---------- RECORD SET ----------

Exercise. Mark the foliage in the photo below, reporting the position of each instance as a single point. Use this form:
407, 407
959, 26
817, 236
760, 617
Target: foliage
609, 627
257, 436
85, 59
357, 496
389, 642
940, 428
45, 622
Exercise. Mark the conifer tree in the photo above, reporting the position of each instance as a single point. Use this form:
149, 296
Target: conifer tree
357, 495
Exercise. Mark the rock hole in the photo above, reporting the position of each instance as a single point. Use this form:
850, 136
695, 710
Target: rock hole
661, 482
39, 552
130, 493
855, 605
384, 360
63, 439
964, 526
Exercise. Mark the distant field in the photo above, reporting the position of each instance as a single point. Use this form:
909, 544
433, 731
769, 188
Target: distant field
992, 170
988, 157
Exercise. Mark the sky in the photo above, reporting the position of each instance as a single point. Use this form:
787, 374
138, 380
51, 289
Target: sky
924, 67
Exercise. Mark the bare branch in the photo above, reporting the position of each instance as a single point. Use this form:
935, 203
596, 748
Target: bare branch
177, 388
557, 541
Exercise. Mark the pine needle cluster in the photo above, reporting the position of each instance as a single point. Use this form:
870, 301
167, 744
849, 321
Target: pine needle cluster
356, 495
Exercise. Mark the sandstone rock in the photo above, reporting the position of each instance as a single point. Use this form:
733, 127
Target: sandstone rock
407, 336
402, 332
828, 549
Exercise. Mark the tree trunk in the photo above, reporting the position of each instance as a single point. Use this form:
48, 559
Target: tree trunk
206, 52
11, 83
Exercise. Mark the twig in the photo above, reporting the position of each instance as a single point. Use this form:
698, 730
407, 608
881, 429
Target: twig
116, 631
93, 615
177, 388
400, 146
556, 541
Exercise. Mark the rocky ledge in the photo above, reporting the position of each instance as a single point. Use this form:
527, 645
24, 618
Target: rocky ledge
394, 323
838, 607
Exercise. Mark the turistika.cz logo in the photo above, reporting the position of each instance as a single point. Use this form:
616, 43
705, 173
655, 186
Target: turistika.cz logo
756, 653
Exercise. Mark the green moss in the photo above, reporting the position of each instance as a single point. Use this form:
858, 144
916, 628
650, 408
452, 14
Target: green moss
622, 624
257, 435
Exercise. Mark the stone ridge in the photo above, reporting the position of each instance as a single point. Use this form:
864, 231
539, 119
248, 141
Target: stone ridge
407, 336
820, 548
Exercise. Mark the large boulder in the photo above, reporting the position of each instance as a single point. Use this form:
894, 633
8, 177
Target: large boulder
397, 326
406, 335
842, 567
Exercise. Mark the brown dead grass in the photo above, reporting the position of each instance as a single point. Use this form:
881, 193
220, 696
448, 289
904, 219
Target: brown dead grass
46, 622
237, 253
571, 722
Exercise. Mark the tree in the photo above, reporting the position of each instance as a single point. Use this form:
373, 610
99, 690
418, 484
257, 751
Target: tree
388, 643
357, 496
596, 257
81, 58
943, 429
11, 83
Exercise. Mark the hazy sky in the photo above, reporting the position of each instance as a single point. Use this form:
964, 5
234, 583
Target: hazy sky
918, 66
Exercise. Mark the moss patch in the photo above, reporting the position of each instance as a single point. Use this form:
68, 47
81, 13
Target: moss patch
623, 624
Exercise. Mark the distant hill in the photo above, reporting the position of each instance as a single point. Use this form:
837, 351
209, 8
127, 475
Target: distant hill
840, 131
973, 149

----------

§ YOUR GOAL: Extract each line from the listing above, please, and repeat it exactly.

§ SOLUTION FOR THIS EXERCISE:
Exercise. Mark the foliage in the photo below, reporting the position of each instance as a single point. Use this form:
407, 407
959, 26
817, 236
760, 617
Target: foliage
609, 627
257, 436
85, 59
357, 496
389, 642
940, 428
45, 622
Exercise. Mark the conifer tree in the photo above, reporting the position of each instance as a single point. Use this form:
149, 296
Target: conifer tree
357, 495
Exercise. Mark the rock hole in the photo above, reporting the position of each instance as a single point. Use this form:
850, 136
695, 710
Target: rock hole
661, 482
39, 552
130, 493
855, 605
384, 360
63, 439
964, 526
Exercise. Mark the distant field in the photo above, reporting the position of each instance as a single point. Use this form:
909, 544
433, 731
769, 188
Target: distant field
992, 170
988, 157
Exercise. Mark the sky in the photo above, reporting the position of each instance as a single point. Use this form:
787, 374
138, 380
51, 289
Target: sky
924, 67
Exercise. Mark the bare branch in the photo above, reporting the position of each instance as a single point. Use this form:
935, 203
596, 748
Target: bare branch
177, 388
557, 541
Exercise. Mark the pine needle cluster in the photo above, reporting the position of each instance as a single point. Use this form:
870, 301
167, 744
849, 321
Target: pine needle cluster
356, 495
Exercise. Mark the sandstone rock in the photo above, reporting the position of each instance as a single point. Use this form:
733, 127
Target: sandstone rock
407, 336
402, 332
828, 549
Exercise. Mark the tree trunk in the photo above, reporting the position of each instance as a single point. Use this form:
48, 559
Target: tree trunk
206, 52
11, 83
Exercise. Mark the twig in the photo above, reporting the position of each instance as a single point. Use this form:
698, 730
407, 608
881, 429
Target: twig
116, 631
93, 615
177, 388
400, 146
556, 541
Exercise. Mark the rocky ledge in the photo above, reporting the position of each instance as a single point. Use this form:
527, 645
24, 618
Target: rocky ledge
394, 323
838, 607
Exercise. Mark the turistika.cz logo in the photo above, reporting the position of each instance as a single point. Use this form:
616, 43
705, 173
655, 186
Target: turistika.cz logo
756, 653
Exercise. Mark the green moss in the photo above, reporting the position of each instance as a single point. Use this form:
858, 144
916, 628
650, 408
452, 14
Target: green moss
622, 624
257, 435
Exercise. Mark the stone ridge in the photo above, reporting the position of each instance as a single point. Use this form:
864, 231
539, 119
248, 141
Target: stone ridge
407, 336
820, 548
Exercise. Mark the large boulder in the photo above, reporting the position of each instance as a single point. Use this form:
894, 633
8, 177
Target: large boulder
397, 326
406, 335
842, 567
Exercise. Mark the brown dead grass in the photo above, reporting the position of each instance as a single point. Use this form:
881, 193
220, 696
448, 289
904, 219
Target: brown dead grass
46, 622
237, 253
571, 722
Exercise. Mark the tree in the photo above, reporting the position of each instance as a single point. Use this form:
373, 610
99, 690
418, 484
257, 751
Target: tree
388, 643
357, 496
596, 257
81, 58
943, 429
11, 83
Exercise. Mark the hazy sky in the photo above, reporting the position of each instance as a single point. Use this form:
964, 5
234, 583
Target: hazy sky
918, 66
Exercise. Mark the moss patch in the photo above, reporting the position of each instance as a single point. Use this form:
68, 47
81, 13
Target: moss patch
623, 624
Exercise. Mark the distant hill in the photo above, reporting the position of each instance as a single point. Use this form:
837, 351
209, 8
127, 475
Target: distant hill
840, 131
973, 149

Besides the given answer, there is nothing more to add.